* [Dataset excerpts]
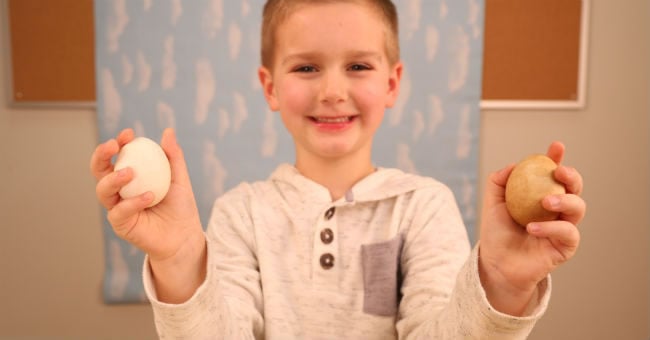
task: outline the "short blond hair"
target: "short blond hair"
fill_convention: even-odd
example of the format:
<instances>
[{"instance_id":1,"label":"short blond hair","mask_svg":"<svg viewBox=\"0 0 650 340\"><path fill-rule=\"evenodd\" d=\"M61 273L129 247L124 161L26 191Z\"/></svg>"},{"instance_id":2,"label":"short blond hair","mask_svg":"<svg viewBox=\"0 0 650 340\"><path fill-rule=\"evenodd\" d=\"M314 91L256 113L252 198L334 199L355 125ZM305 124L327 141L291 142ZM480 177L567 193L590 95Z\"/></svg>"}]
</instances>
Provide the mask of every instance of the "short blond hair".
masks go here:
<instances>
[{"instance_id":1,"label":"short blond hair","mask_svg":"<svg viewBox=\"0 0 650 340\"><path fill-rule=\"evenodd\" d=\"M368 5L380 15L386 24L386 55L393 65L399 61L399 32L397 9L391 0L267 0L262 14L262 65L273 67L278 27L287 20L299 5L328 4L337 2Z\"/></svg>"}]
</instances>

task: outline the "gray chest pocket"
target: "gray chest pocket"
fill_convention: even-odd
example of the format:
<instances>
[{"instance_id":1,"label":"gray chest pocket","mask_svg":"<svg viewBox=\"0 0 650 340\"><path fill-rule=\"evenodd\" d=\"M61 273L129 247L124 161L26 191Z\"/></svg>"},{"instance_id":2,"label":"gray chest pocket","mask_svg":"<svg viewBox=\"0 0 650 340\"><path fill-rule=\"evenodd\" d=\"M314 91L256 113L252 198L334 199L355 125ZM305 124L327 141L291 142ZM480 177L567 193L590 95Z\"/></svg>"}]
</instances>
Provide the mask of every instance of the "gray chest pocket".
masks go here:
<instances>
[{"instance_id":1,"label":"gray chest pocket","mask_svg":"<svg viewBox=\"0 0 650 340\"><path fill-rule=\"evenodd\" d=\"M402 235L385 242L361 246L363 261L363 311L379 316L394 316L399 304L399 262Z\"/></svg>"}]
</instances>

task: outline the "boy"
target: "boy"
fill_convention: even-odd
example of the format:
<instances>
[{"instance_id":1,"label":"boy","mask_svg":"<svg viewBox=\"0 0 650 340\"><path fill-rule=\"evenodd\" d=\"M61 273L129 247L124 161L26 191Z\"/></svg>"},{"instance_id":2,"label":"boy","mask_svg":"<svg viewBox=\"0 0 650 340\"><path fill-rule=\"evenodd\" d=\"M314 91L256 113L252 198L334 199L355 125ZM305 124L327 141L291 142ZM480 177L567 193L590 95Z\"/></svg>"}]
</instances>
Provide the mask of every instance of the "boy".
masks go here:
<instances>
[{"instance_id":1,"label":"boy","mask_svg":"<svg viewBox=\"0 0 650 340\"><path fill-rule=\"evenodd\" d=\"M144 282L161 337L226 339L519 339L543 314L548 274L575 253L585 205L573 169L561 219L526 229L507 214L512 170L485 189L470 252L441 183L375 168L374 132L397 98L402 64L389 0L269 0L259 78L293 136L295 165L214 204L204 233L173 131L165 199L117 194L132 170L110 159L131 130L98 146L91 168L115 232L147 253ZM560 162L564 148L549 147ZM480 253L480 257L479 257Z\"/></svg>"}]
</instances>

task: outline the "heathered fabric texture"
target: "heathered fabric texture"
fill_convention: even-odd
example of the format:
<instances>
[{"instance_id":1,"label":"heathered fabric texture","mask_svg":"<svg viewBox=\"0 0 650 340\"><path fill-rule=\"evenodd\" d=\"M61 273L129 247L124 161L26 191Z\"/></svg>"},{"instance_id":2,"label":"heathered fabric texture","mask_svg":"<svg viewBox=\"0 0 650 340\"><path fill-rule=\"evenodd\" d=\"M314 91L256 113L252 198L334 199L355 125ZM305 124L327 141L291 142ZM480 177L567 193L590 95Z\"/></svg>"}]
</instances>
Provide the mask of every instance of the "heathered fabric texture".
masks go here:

...

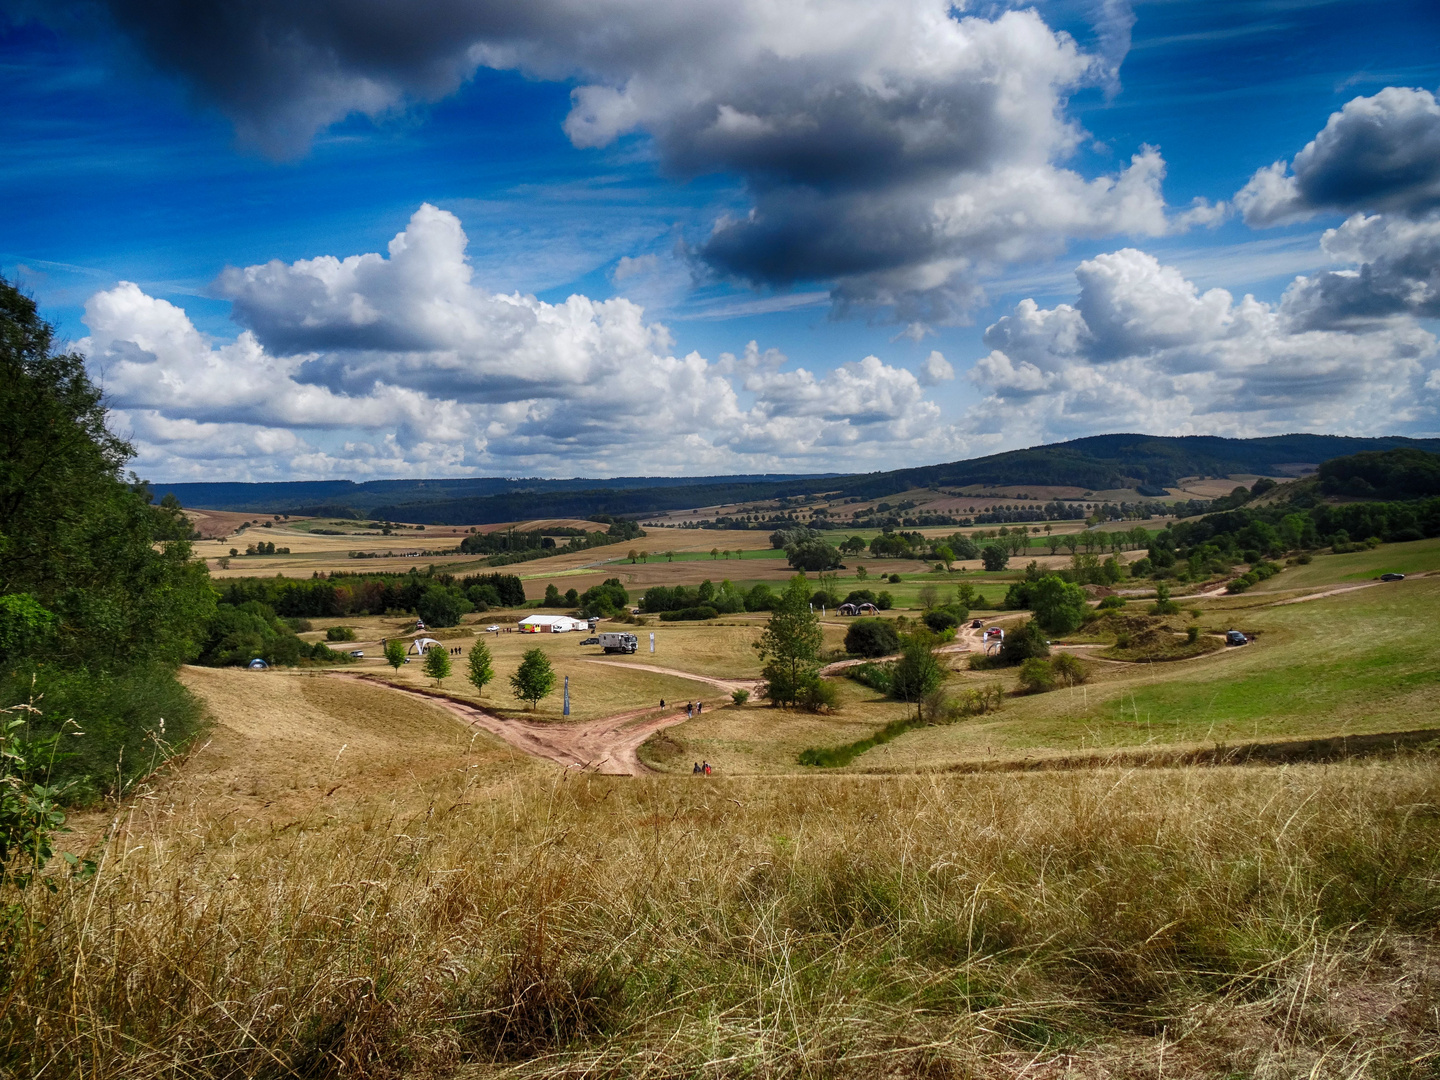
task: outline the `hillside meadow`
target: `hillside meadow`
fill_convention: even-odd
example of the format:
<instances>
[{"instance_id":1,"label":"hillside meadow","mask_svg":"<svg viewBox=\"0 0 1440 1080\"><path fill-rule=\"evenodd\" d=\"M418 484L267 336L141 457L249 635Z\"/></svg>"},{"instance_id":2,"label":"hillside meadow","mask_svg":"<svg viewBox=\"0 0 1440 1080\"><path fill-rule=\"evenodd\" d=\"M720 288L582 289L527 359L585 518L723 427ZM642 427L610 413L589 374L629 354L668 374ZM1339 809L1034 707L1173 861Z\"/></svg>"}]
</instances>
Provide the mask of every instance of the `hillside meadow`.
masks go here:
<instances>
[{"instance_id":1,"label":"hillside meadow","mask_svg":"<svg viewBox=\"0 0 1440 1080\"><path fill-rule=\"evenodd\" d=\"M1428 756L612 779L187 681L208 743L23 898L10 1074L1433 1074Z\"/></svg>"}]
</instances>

* [Work instructions] Report back each line in the material above that contains the string "heathered".

* [Reply]
task: outline the "heathered fabric texture"
target: "heathered fabric texture"
[{"instance_id":1,"label":"heathered fabric texture","mask_svg":"<svg viewBox=\"0 0 650 340\"><path fill-rule=\"evenodd\" d=\"M61 273L129 247L124 161L26 191Z\"/></svg>"},{"instance_id":2,"label":"heathered fabric texture","mask_svg":"<svg viewBox=\"0 0 650 340\"><path fill-rule=\"evenodd\" d=\"M314 91L256 113L252 198L334 199L355 125ZM305 124L327 141L291 142ZM480 177L567 193L590 95Z\"/></svg>"}]
Provide the mask of every instance of the "heathered fabric texture".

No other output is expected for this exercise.